Pull from the records below every line that contains the string "metal", matching case.

→ Records for this task:

--- begin ---

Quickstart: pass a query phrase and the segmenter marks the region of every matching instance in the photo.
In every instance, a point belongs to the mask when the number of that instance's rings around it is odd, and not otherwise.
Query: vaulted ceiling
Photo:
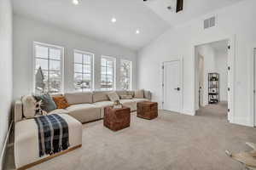
[[[72,0],[13,0],[15,14],[134,50],[172,26],[239,1],[184,0],[183,11],[176,14],[166,8],[173,0],[80,0],[79,5]]]

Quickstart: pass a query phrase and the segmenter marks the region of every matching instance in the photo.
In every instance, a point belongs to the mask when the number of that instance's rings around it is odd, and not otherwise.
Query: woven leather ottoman
[[[137,117],[151,120],[158,116],[158,106],[156,102],[138,102],[137,108]]]
[[[131,109],[123,106],[113,109],[112,106],[104,108],[104,126],[113,131],[121,130],[130,127]]]

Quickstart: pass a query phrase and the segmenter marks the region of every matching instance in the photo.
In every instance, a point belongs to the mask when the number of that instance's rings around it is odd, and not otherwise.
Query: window
[[[124,90],[131,89],[131,61],[121,60],[120,85]]]
[[[112,57],[102,57],[102,71],[101,71],[101,89],[113,90],[114,89],[114,69],[115,59]]]
[[[63,48],[34,42],[34,60],[35,93],[61,93]]]
[[[93,89],[93,58],[90,53],[74,51],[74,88],[76,91]]]

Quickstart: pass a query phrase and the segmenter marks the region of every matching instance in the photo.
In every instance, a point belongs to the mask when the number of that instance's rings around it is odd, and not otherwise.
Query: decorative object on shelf
[[[121,109],[123,107],[122,104],[120,104],[119,100],[115,100],[113,102],[113,109]]]
[[[219,74],[208,73],[208,104],[217,104],[219,101]]]

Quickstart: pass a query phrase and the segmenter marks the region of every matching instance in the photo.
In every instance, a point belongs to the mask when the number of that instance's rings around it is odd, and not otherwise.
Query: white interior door
[[[180,112],[182,106],[181,61],[165,62],[163,77],[163,109]]]
[[[232,84],[232,70],[230,69],[230,65],[232,65],[232,54],[230,50],[230,40],[229,40],[229,44],[228,44],[228,121],[231,122],[231,111],[232,110],[232,94],[231,90],[233,89],[233,84]],[[234,47],[232,47],[234,48]]]

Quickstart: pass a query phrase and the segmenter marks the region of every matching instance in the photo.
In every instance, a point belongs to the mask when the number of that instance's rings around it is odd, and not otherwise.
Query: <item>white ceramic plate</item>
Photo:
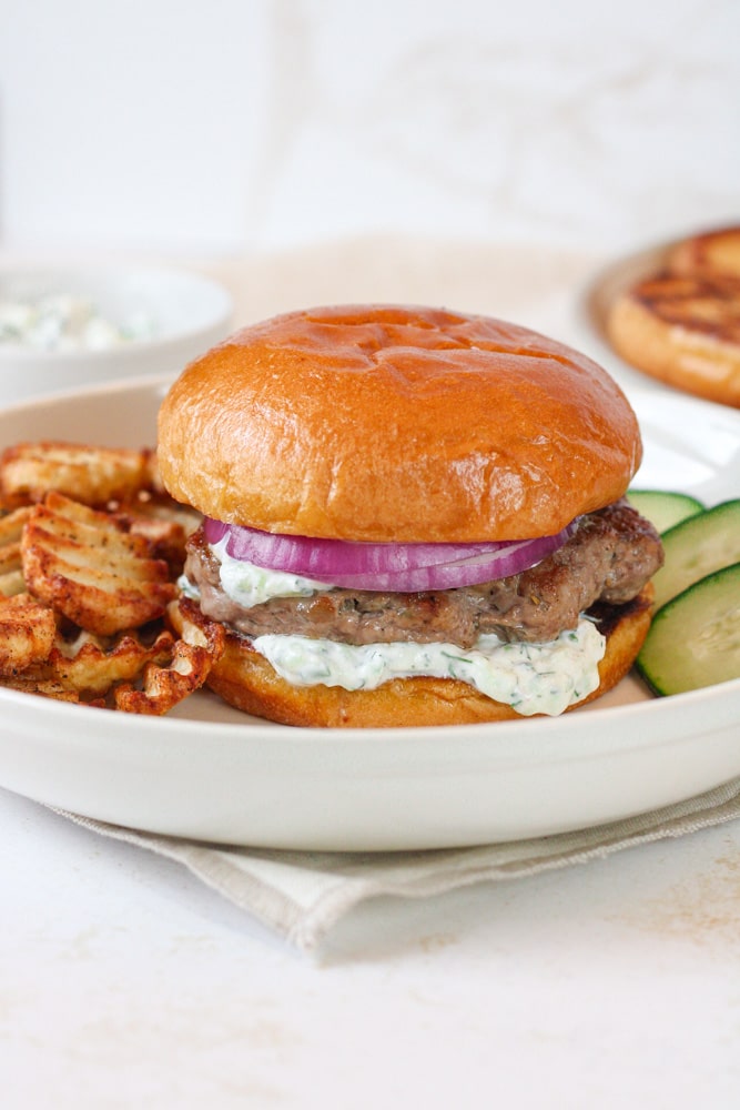
[[[22,438],[154,443],[158,380],[0,412]],[[738,495],[740,414],[632,397],[636,484]],[[668,805],[740,775],[740,680],[650,699],[626,679],[559,718],[458,728],[311,730],[196,695],[130,717],[0,690],[0,785],[119,825],[280,848],[464,846],[564,831]]]
[[[186,270],[0,266],[0,301],[33,304],[50,295],[94,305],[118,326],[144,317],[152,334],[103,351],[0,343],[0,404],[141,374],[174,376],[229,334],[234,311],[224,286]]]

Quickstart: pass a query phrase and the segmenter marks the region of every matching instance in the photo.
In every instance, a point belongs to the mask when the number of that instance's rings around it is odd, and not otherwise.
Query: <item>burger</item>
[[[290,725],[557,715],[629,670],[660,539],[636,416],[589,359],[484,315],[318,307],[191,363],[162,480],[203,515],[173,622],[209,685]]]

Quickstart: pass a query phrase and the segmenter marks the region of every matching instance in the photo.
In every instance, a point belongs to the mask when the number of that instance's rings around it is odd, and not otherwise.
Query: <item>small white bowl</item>
[[[0,342],[0,405],[80,385],[141,374],[179,374],[225,339],[233,316],[231,294],[200,274],[170,269],[0,270],[0,304],[73,297],[94,306],[115,327],[148,322],[144,337],[101,350],[44,350]]]

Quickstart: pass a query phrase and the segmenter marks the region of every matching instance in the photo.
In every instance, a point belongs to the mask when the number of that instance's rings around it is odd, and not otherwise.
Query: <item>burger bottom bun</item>
[[[648,279],[615,301],[607,334],[651,377],[740,407],[740,281]]]
[[[650,626],[652,586],[622,606],[596,613],[607,637],[599,664],[600,683],[577,709],[606,694],[628,673]],[[182,633],[186,610],[172,606],[170,619]],[[282,725],[316,728],[399,728],[424,725],[469,725],[520,718],[509,705],[495,702],[454,678],[394,678],[372,690],[341,686],[292,686],[250,642],[226,634],[223,655],[213,666],[209,687],[230,705]]]

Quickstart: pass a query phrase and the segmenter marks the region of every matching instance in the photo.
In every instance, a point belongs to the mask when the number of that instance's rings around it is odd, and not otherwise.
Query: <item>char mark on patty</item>
[[[244,636],[266,633],[345,644],[393,640],[472,647],[484,634],[547,643],[575,628],[597,602],[624,605],[662,565],[660,538],[625,501],[581,517],[570,539],[537,566],[457,589],[394,594],[335,587],[310,597],[274,597],[244,608],[230,598],[202,529],[189,542],[185,575],[201,608]]]

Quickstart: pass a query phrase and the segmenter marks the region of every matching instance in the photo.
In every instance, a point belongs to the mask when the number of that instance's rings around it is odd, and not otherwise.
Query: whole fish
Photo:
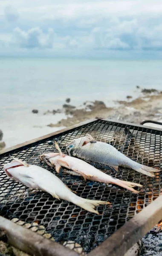
[[[69,155],[108,165],[117,172],[119,166],[131,168],[151,177],[154,177],[153,172],[158,172],[133,161],[111,145],[97,141],[90,134],[73,140],[67,145],[67,151]]]
[[[40,158],[41,161],[44,161],[51,167],[55,166],[58,173],[61,174],[64,172],[73,175],[82,176],[85,180],[87,179],[107,184],[109,183],[115,184],[136,193],[138,192],[133,189],[133,187],[142,186],[139,184],[121,180],[112,177],[81,159],[63,154],[56,142],[55,146],[59,153],[45,153],[41,155]],[[63,171],[61,166],[70,170]]]
[[[35,165],[29,165],[15,158],[7,163],[4,169],[7,176],[25,186],[47,192],[54,198],[71,202],[87,211],[99,214],[95,209],[100,204],[110,204],[109,202],[90,200],[80,197],[72,192],[60,179],[47,170]]]

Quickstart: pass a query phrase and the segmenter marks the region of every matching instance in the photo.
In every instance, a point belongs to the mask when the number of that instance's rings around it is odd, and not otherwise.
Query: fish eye
[[[69,146],[68,148],[73,148],[73,146],[74,146],[74,145],[70,145]]]

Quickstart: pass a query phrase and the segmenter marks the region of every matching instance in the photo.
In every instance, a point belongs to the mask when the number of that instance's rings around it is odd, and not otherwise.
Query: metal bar
[[[87,125],[87,124],[90,123],[96,120],[96,119],[95,118],[93,119],[90,119],[86,121],[79,123],[76,125],[74,125],[69,126],[68,127],[67,127],[66,128],[62,129],[61,130],[57,131],[49,134],[46,134],[46,135],[44,135],[44,136],[41,136],[41,137],[39,137],[38,138],[37,138],[36,139],[34,139],[33,140],[29,140],[28,141],[26,141],[23,143],[18,144],[17,145],[16,145],[15,146],[13,146],[13,147],[8,148],[7,148],[3,149],[3,150],[1,150],[0,151],[0,156],[1,156],[1,155],[2,155],[5,153],[7,153],[8,152],[10,152],[11,151],[12,151],[12,150],[14,150],[15,149],[20,148],[22,147],[23,147],[27,145],[29,145],[35,142],[37,142],[37,141],[39,141],[39,140],[44,140],[44,139],[49,138],[50,137],[52,137],[52,136],[54,136],[55,135],[60,134],[62,133],[63,132],[64,132],[65,131],[69,131],[69,130],[72,130],[72,129],[75,129],[75,128],[77,128],[78,127],[79,127],[80,126],[81,126],[82,125]]]
[[[157,121],[153,121],[152,120],[145,120],[140,123],[140,125],[144,125],[144,124],[147,124],[148,123],[150,123],[155,124],[156,125],[162,125],[162,122],[158,122]]]
[[[0,239],[30,255],[78,256],[74,251],[0,216]]]
[[[122,124],[123,125],[131,125],[132,126],[135,126],[136,127],[141,127],[141,128],[146,128],[146,129],[150,129],[151,130],[154,130],[155,131],[162,131],[162,129],[159,128],[156,128],[156,127],[152,127],[152,126],[146,126],[145,125],[139,125],[138,124],[134,124],[134,123],[130,123],[125,122],[122,122],[121,121],[118,121],[118,120],[113,120],[112,119],[103,119],[102,120],[104,121],[108,121],[108,122],[115,122],[118,124]]]
[[[75,128],[77,128],[78,127],[79,127],[80,126],[81,126],[82,125],[86,125],[91,122],[93,122],[95,121],[96,121],[96,120],[103,120],[104,121],[108,121],[108,122],[115,122],[116,123],[119,123],[123,125],[131,125],[133,126],[136,126],[136,127],[141,127],[142,128],[146,128],[146,129],[151,129],[151,130],[154,130],[155,131],[162,131],[162,129],[160,129],[159,128],[155,128],[153,127],[151,127],[150,126],[146,126],[145,125],[139,125],[137,124],[134,124],[133,123],[129,123],[129,122],[124,122],[119,121],[116,120],[113,120],[111,119],[103,119],[102,118],[96,117],[96,118],[94,118],[93,119],[90,119],[88,120],[87,120],[84,122],[83,122],[74,125],[72,125],[71,126],[69,126],[68,127],[67,127],[66,128],[64,128],[64,129],[62,129],[61,130],[59,130],[57,131],[55,131],[54,132],[49,134],[46,134],[46,135],[44,135],[44,136],[41,136],[41,137],[39,137],[38,138],[37,138],[36,139],[34,139],[33,140],[29,140],[28,141],[26,141],[23,143],[18,144],[16,145],[15,146],[13,146],[12,147],[11,147],[10,148],[7,148],[3,149],[3,150],[1,150],[0,151],[0,156],[2,156],[1,155],[3,154],[7,153],[8,152],[10,152],[13,150],[14,150],[15,149],[17,149],[17,148],[20,148],[22,147],[23,147],[24,146],[26,146],[27,145],[29,145],[31,144],[34,143],[35,142],[37,142],[37,141],[39,141],[39,140],[44,140],[44,139],[46,139],[47,138],[49,138],[52,136],[54,136],[55,135],[57,135],[58,134],[60,134],[63,132],[65,131],[67,131],[70,130],[72,130],[72,129],[75,129]]]
[[[88,256],[123,256],[162,218],[162,195],[92,250]]]

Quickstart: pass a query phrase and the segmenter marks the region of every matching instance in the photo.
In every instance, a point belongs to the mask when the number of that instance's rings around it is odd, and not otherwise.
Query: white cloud
[[[17,9],[11,6],[7,6],[4,8],[4,14],[7,20],[11,22],[15,21],[19,17]]]
[[[14,8],[12,4],[0,1],[2,52],[162,49],[161,0],[14,0]]]
[[[26,32],[16,28],[14,30],[13,42],[20,48],[52,48],[54,36],[52,29],[49,29],[47,33],[43,33],[39,28],[33,28]]]

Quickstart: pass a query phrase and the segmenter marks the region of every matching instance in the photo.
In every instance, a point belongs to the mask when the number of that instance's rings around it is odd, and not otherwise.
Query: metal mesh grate
[[[64,175],[62,181],[76,191],[78,196],[93,200],[108,200],[112,203],[111,207],[98,207],[98,210],[103,214],[98,215],[66,201],[55,199],[47,193],[34,191],[18,182],[12,181],[3,169],[4,164],[12,160],[10,154],[55,174],[55,169],[45,163],[40,163],[40,155],[44,152],[57,151],[55,140],[64,152],[66,146],[73,139],[84,136],[87,133],[97,140],[110,143],[140,163],[158,169],[162,167],[162,132],[97,120],[2,155],[0,209],[1,215],[7,218],[18,218],[26,224],[34,223],[37,226],[37,230],[39,229],[42,230],[41,234],[50,234],[58,242],[75,241],[88,252],[159,196],[162,191],[162,174],[157,173],[156,177],[153,178],[121,167],[116,174],[108,166],[91,163],[113,177],[144,185],[143,189],[141,189],[137,195],[116,185],[107,186],[85,181],[78,176]],[[29,225],[29,227],[33,229],[33,225]]]

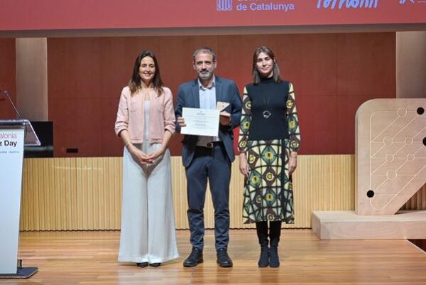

--- end ---

→ The answer:
Query: metal bar
Query: metal mesh grate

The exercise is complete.